* **Task set**
1) In the Vietnam War text, reproduce the passage from "The truth is" to "that same period.".
2) Using the Vietnam War text, explain in one to three sentences why the death rate among young men in Vietnam in 1968 was about 27 times that of the population as a whole.
3) Decide whether each statement agrees with the Vietnam War text, answering yes or no and quoting the words that settle it: (a) battle deaths for 1961 through 1964 totaled 267; (b) battle deaths peaked in 1965; (c) in 1968 the war tripled the death rate among young men as a class.

* **Provided text**
____

The truth is that the nation lost its will

Thursday, December 12th, 2019

In There Will Be War Volume II, Jerry Pournelle introduces Eric Vinicoff’s “‘Caster” with a short essay about Vietnam:

Just under 50,000 died in the entire Vietnam War: about one year’s traffic fatalities.


Battle deaths in 1961-1964 were negligible (except to those killed): a total of 267 for all four years. Compare this to the 12,000 per year who died of accidents and suicides in that same period.

By 1965, though, battle deaths had reached 1,369, and the number rose steadily until it peaked at 14,589 in 1968. At that time we had 500,000 soldiers in Southeast Asia, so that the death rate among young men in Vietnam was about 27 times that of the population as a whole; definitely frightening for those involved.

On the other hand, the war did no more than double the death rate among young men as a class, even in that peak year. In 1968, young men had about equal chances of being killed by being in Southeast Asia, or while driving on the highways in the United States.

____

* **Collected data**

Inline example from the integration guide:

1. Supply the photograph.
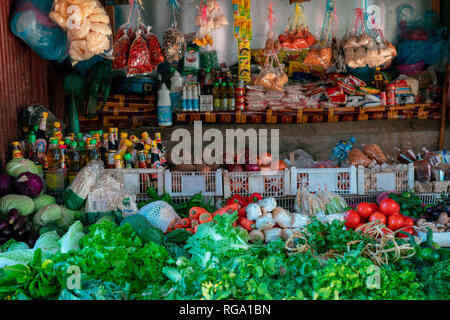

____

* **In response**
1)
The truth is that the nation lost its will

Thursday, December 12th, 2019

In There Will Be War Volume II, Jerry Pournelle introduces Eric Vinicoff’s “‘Caster” with a short essay about Vietnam:

Just under 50,000 died in the entire Vietnam War: about one year’s traffic fatalities.


Battle deaths in 1961-1964 were negligible (except to those killed): a total of 267 for all four years. Compare this to the 12,000 per year who died of accidents and suicides in that same period.

2) In 1968, battle deaths peaked at 14,589, and at that time there were 500,000 soldiers in Southeast Asia. Set against that number of soldiers, those deaths made the death rate among young men in Vietnam about 27 times that of the population as a whole.

3)
(a) Yes: "a total of 267 for all four years"
(b) No: "peaked at 14,589 in 1968"
(c) No: "the war did no more than double the death rate among young men as a class"